== Set task ==
Gather every line below that contains the string "bench", and copy each one unchanged.

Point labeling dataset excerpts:
********

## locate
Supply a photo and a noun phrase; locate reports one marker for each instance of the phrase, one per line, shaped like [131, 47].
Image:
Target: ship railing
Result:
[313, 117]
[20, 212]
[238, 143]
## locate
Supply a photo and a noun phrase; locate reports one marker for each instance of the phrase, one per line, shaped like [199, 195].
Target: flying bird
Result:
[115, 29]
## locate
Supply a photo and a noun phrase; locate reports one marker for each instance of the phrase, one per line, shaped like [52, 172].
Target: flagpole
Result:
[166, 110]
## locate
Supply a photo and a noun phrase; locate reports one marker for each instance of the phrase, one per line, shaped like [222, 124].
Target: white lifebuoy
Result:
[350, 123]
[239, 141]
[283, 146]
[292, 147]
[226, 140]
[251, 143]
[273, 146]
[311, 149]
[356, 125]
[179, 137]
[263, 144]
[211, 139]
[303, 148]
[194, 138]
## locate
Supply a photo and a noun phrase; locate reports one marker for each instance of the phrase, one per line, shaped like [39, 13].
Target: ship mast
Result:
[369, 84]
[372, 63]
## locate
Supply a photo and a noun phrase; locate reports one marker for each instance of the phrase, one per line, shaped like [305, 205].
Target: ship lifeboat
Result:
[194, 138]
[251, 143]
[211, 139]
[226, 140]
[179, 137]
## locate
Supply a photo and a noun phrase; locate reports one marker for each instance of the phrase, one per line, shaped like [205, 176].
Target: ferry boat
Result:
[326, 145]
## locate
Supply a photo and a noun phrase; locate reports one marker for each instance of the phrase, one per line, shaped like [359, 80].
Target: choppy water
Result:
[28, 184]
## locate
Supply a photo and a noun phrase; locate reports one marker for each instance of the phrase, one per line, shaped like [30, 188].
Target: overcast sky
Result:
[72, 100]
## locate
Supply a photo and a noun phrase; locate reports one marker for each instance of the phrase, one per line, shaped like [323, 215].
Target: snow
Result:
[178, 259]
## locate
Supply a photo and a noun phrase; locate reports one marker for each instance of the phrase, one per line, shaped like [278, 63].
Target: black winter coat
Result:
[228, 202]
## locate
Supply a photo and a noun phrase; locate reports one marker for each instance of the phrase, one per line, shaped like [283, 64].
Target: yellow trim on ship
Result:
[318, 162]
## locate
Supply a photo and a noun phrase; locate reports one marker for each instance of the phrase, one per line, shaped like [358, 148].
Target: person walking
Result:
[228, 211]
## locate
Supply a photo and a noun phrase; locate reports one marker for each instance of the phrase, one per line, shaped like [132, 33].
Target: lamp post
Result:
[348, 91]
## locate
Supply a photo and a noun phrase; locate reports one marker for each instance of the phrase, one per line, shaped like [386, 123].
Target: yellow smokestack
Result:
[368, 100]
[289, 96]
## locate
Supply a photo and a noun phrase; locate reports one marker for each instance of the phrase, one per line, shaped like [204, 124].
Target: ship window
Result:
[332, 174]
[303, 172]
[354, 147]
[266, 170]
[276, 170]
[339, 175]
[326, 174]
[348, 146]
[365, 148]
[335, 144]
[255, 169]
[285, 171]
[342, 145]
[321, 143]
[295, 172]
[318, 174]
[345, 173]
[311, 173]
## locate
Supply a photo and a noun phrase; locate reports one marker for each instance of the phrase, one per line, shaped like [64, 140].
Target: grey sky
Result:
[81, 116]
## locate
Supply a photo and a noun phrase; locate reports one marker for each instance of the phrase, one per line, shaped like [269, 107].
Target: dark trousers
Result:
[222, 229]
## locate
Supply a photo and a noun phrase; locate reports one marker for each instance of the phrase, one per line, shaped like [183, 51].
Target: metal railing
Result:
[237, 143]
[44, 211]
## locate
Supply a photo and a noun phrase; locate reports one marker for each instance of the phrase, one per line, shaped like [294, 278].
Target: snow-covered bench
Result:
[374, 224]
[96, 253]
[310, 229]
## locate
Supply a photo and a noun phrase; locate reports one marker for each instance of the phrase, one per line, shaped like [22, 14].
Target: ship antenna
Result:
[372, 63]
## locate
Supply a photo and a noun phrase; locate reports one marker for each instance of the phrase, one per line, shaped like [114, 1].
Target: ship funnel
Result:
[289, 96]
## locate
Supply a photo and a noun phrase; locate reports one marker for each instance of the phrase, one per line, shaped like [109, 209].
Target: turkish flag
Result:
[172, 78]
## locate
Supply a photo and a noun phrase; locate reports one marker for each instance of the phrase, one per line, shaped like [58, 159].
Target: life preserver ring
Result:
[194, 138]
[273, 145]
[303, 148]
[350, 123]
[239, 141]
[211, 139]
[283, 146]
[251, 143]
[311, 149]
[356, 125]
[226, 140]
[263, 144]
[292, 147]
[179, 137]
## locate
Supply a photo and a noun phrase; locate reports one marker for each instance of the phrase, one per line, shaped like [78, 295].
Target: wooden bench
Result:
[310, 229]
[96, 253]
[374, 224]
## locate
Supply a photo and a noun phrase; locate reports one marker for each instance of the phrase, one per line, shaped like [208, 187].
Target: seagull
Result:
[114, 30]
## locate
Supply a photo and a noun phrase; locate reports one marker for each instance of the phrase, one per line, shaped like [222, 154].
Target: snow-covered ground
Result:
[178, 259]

********

== The completed task ==
Target: snow-covered bench
Target: wooden bench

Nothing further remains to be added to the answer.